[Segmentation annotation items]
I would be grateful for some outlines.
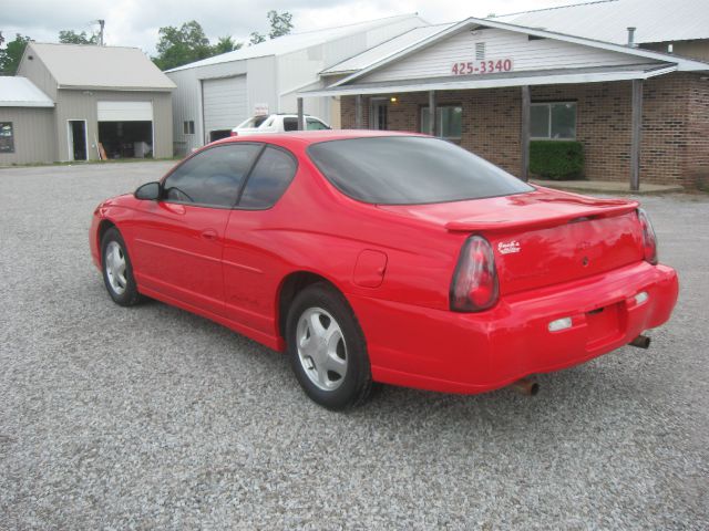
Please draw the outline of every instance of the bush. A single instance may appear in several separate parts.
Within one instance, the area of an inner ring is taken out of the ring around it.
[[[579,179],[584,173],[584,146],[575,140],[532,140],[530,171],[554,180]]]

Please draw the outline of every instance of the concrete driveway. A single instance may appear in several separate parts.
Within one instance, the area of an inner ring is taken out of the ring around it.
[[[0,169],[0,529],[709,528],[709,199],[643,199],[681,280],[649,351],[342,415],[279,354],[111,302],[91,214],[168,166]]]

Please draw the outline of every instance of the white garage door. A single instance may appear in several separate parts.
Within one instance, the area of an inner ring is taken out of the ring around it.
[[[246,75],[203,80],[204,129],[230,129],[244,122],[246,113]]]
[[[99,102],[99,122],[152,122],[152,102]]]

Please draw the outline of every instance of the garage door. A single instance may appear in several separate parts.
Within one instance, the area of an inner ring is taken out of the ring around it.
[[[152,122],[152,102],[99,102],[99,122]]]
[[[246,113],[246,75],[203,80],[204,129],[230,129],[244,122]]]

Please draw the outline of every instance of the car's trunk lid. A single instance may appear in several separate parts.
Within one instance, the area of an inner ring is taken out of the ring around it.
[[[494,249],[500,290],[514,293],[610,271],[643,259],[636,201],[533,192],[436,205],[380,206],[482,233]]]

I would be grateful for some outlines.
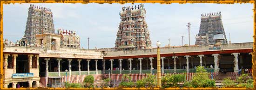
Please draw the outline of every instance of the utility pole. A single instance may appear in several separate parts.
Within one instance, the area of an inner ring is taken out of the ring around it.
[[[89,39],[90,39],[89,37],[87,37],[87,39],[88,39],[88,49],[89,49]]]
[[[169,44],[168,44],[168,47],[170,47],[170,41],[171,40],[171,39],[169,38],[168,39],[168,40],[169,41]]]
[[[183,38],[184,37],[184,36],[182,36],[182,46],[183,46]]]
[[[191,25],[191,24],[189,22],[188,23],[188,24],[187,25],[187,26],[188,26],[188,27],[189,27],[189,46],[190,46],[190,40],[189,38],[189,29],[190,28],[190,25]]]

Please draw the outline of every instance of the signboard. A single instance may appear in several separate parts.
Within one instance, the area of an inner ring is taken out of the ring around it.
[[[13,74],[13,78],[32,78],[34,76],[34,73],[18,73]]]

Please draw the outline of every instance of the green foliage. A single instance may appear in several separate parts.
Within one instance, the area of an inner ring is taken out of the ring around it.
[[[190,84],[195,88],[215,87],[215,81],[209,78],[208,74],[203,66],[197,66]]]
[[[109,83],[110,82],[110,78],[108,78],[103,80],[104,83],[102,86],[104,87],[108,87],[109,86]]]
[[[88,88],[94,87],[93,84],[94,82],[94,77],[92,75],[88,75],[84,79],[84,84],[85,84],[85,86]]]
[[[236,85],[237,87],[253,88],[253,80],[249,77],[249,79],[246,80],[246,77],[249,77],[248,74],[243,74],[238,78],[237,81],[238,84]]]
[[[235,82],[231,80],[230,78],[223,79],[223,82],[222,83],[224,87],[232,87],[236,85]]]
[[[131,77],[125,74],[122,77],[122,81],[119,85],[121,87],[131,87],[134,85],[134,83],[132,82]]]
[[[179,87],[178,83],[184,81],[185,75],[183,74],[174,74],[170,76],[169,74],[166,75],[163,77],[162,79],[162,87],[167,88],[170,87]]]
[[[67,88],[83,88],[83,85],[81,84],[77,83],[69,83],[68,82],[65,82],[65,87]]]
[[[148,77],[138,80],[136,82],[136,85],[137,87],[150,87],[156,85],[156,79],[155,76],[149,74]]]
[[[184,83],[184,84],[183,85],[183,86],[184,87],[187,87],[187,88],[192,87],[192,85],[191,84],[191,83],[189,82],[186,82]]]
[[[243,74],[237,79],[239,83],[245,83],[246,82],[246,77],[249,77],[248,74]]]
[[[142,80],[140,80],[136,82],[136,86],[138,88],[143,87],[145,86],[145,82]]]

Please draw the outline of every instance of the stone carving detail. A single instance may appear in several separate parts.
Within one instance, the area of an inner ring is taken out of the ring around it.
[[[49,8],[30,5],[24,37],[28,45],[35,45],[35,35],[54,33],[53,14]]]
[[[126,7],[126,10],[125,7],[123,7],[120,12],[121,21],[116,35],[116,50],[152,48],[149,31],[145,19],[146,10],[143,4],[139,6],[135,6],[135,9],[133,6],[131,8]]]

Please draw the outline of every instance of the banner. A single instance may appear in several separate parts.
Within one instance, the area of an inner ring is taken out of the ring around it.
[[[34,73],[18,73],[13,74],[13,78],[26,78],[34,77]]]

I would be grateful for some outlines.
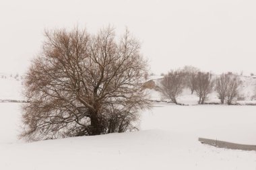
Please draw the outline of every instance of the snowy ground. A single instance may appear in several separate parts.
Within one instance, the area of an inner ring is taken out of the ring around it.
[[[0,103],[0,169],[256,169],[256,152],[198,137],[256,144],[255,106],[155,104],[141,130],[25,143],[19,103]]]

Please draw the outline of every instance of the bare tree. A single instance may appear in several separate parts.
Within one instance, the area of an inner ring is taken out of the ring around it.
[[[230,81],[226,89],[226,101],[228,105],[232,102],[235,97],[238,95],[238,87],[241,83],[238,76],[234,75],[230,75]]]
[[[184,74],[179,71],[171,71],[164,75],[161,81],[161,93],[164,97],[178,103],[177,97],[184,88]]]
[[[186,77],[185,83],[193,94],[196,87],[195,75],[199,72],[199,69],[193,66],[185,66],[181,71],[184,73]]]
[[[75,28],[45,32],[42,52],[24,80],[23,107],[28,140],[121,132],[136,128],[146,62],[127,30],[92,35]]]
[[[199,97],[199,104],[203,104],[207,96],[212,91],[214,83],[209,73],[199,72],[195,78],[196,82],[195,91]]]
[[[224,103],[224,100],[226,97],[230,82],[230,76],[228,74],[222,74],[220,77],[216,80],[216,90],[222,104]]]

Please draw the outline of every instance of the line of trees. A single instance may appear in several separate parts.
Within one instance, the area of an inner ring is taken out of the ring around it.
[[[199,97],[198,103],[203,104],[209,94],[215,90],[221,103],[226,101],[230,105],[238,96],[241,85],[239,77],[231,73],[223,73],[214,79],[209,72],[201,72],[195,67],[186,66],[164,75],[160,92],[164,98],[178,103],[177,97],[187,87],[191,94],[195,92]]]

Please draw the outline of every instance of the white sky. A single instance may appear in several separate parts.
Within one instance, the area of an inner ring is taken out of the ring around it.
[[[256,73],[256,1],[0,1],[0,72],[24,73],[44,28],[127,26],[142,42],[152,72],[185,65]]]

◆ **TASK REQUIREMENTS**: Reproduce every line of the items above word for word, leaving out the pictures.

◆ **COMPLETE ANSWER**:
I would be grateful for some outlines.
Please draw the outline of every instance of the bush. A single instance may appear in several separate parts.
Within one instance, the area of an inner ring is taken out of the ring around it.
[[[579,179],[584,173],[584,146],[575,140],[532,140],[530,171],[554,180]]]

Please draw the outline of every instance of the concrete driveway. A single instance may appear in several separate parts.
Within one instance, the area of an inner ring is taken out of the ring around it.
[[[0,169],[0,529],[709,528],[709,199],[643,199],[681,280],[649,351],[342,415],[279,354],[111,302],[91,214],[168,166]]]

Please draw the outline of every instance of the white garage door. A single instance may appear in several separate parts.
Within one instance, the area of an inner ring is taken out of the ring around it.
[[[246,75],[203,80],[204,129],[230,129],[244,122],[246,113]]]
[[[99,102],[99,122],[152,122],[152,102]]]

Please draw the outline of every instance of the garage door. A single instance may appear in several separate parts.
Within one instance, the area of an inner ring is taken out of the ring around it.
[[[152,122],[152,102],[99,102],[99,122]]]
[[[246,113],[246,75],[203,80],[204,129],[230,129],[244,122]]]

Please draw the outline of every instance of the car's trunk lid. A single instance may appear in several separate parts.
Within one instance, the area of an inner ring is taken out of the ring around it.
[[[494,249],[500,290],[514,293],[610,271],[643,259],[636,201],[533,192],[436,205],[380,206],[482,233]]]

I would be grateful for some outlines.
Please draw the outline of every instance of the utility pole. A single instance may appear in several separate parts.
Within one instance, the area of an inner ring is taken out of the ring around it.
[[[89,39],[90,39],[89,37],[87,37],[87,39],[88,39],[88,49],[89,49]]]
[[[169,44],[168,44],[168,47],[170,47],[170,41],[171,40],[171,39],[169,38],[168,39],[168,40],[169,41]]]
[[[183,38],[184,37],[184,36],[182,36],[182,46],[183,46]]]
[[[191,25],[191,24],[189,22],[188,23],[188,24],[187,25],[187,26],[188,26],[188,27],[189,27],[189,46],[190,46],[190,40],[189,38],[189,29],[190,28],[190,25]]]

Please draw the outline of every instance of the signboard. A single instance may appear in several separate parts.
Within one instance, the area of an inner ring is taken out of the ring around it.
[[[13,74],[13,78],[32,78],[34,76],[34,73],[18,73]]]

Please draw the outline of every instance of the green foliage. A single instance may appear in several separate parts.
Within one instance, the area of an inner ring is taken out of the ring around it.
[[[190,84],[195,88],[215,87],[215,81],[209,78],[208,74],[203,66],[197,66]]]
[[[109,83],[110,82],[110,78],[108,78],[103,80],[104,83],[102,86],[104,87],[108,87],[109,86]]]
[[[88,88],[94,87],[93,84],[94,82],[94,77],[92,75],[88,75],[84,79],[84,84],[85,84],[85,86]]]
[[[236,85],[237,87],[253,88],[253,80],[249,77],[249,79],[246,80],[246,77],[249,77],[248,74],[243,74],[238,78],[237,81],[238,84]]]
[[[235,82],[231,80],[230,78],[223,79],[223,82],[222,83],[224,87],[232,87],[236,85]]]
[[[131,77],[125,74],[122,77],[122,81],[119,85],[121,87],[131,87],[134,85],[134,83],[132,82]]]
[[[179,87],[178,83],[184,81],[185,75],[183,74],[174,74],[170,76],[169,74],[166,75],[163,77],[162,79],[162,87],[167,88],[170,87]]]
[[[67,88],[83,88],[83,85],[81,84],[77,83],[69,83],[68,82],[65,82],[65,87]]]
[[[148,77],[138,80],[136,82],[136,85],[137,87],[150,87],[156,85],[156,79],[155,76],[149,74]]]
[[[184,83],[184,84],[183,85],[183,86],[184,87],[187,87],[187,88],[192,87],[192,85],[191,84],[191,83],[189,82],[186,82]]]
[[[243,74],[237,79],[239,83],[245,83],[246,82],[246,77],[249,77],[248,74]]]
[[[142,80],[140,80],[136,82],[136,86],[138,88],[143,87],[145,86],[145,82]]]

Please draw the outline of every instance of the stone carving detail. A single instance may appear in several separate parts.
Within one instance, the area of an inner ring is taken out of the ring around it.
[[[49,8],[30,5],[24,37],[28,45],[35,45],[35,35],[54,33],[53,14]]]
[[[126,7],[126,10],[125,7],[123,7],[120,12],[121,21],[116,35],[116,50],[152,48],[149,31],[145,19],[146,10],[143,4],[139,6],[135,6],[135,9],[133,6],[131,8]]]

Please draw the outline of every instance of the banner. A single instance may appear in several separate parts.
Within one instance, the area of an inner ring is taken out of the ring around it.
[[[34,73],[18,73],[13,74],[13,78],[26,78],[34,77]]]

I would be grateful for some outlines.
Please draw the outline of every instance of the snowy ground. A single instance may appear in several separate parts.
Within one instance, the area of an inner ring is taken out of the ring around it.
[[[0,103],[0,169],[256,169],[256,152],[198,137],[256,144],[255,106],[155,104],[141,130],[25,143],[19,103]]]

Please draw the outline of every instance of the bare tree. A single instance may appear in several separate parts.
Within one instance, the area of an inner ring is taken out of the ring around it.
[[[230,81],[226,89],[226,101],[228,105],[232,102],[235,97],[238,95],[238,87],[241,83],[238,76],[234,75],[230,75]]]
[[[184,74],[179,71],[171,71],[164,75],[161,81],[161,93],[164,97],[178,103],[177,97],[184,88]]]
[[[186,77],[185,83],[193,94],[196,87],[195,75],[199,72],[199,69],[193,66],[185,66],[181,71],[184,73]]]
[[[75,28],[45,32],[42,52],[24,80],[23,107],[28,140],[121,132],[136,128],[146,62],[127,30],[92,35]]]
[[[199,97],[199,104],[203,104],[207,96],[212,91],[214,83],[209,73],[199,72],[195,78],[196,82],[195,91]]]
[[[224,103],[224,100],[226,97],[230,82],[230,76],[228,74],[222,74],[220,77],[216,80],[216,90],[222,104]]]

Please draw the outline of every instance of the line of trees. A single instance may appear in several separate parts.
Within one instance, the area of an inner ring is taken out of the ring around it.
[[[199,97],[198,103],[203,104],[209,94],[215,90],[221,103],[226,101],[230,105],[238,96],[241,85],[239,77],[231,73],[223,73],[214,79],[209,72],[201,72],[195,67],[186,66],[164,75],[160,92],[164,98],[178,103],[177,97],[187,87],[191,94],[195,92]]]

Please draw the outline of every instance of the white sky. A single instance may appear in several separate parts.
Within one instance, the area of an inner ring is taken out of the ring around it.
[[[256,73],[256,1],[0,1],[0,72],[24,73],[44,28],[127,26],[142,42],[152,72],[185,65]]]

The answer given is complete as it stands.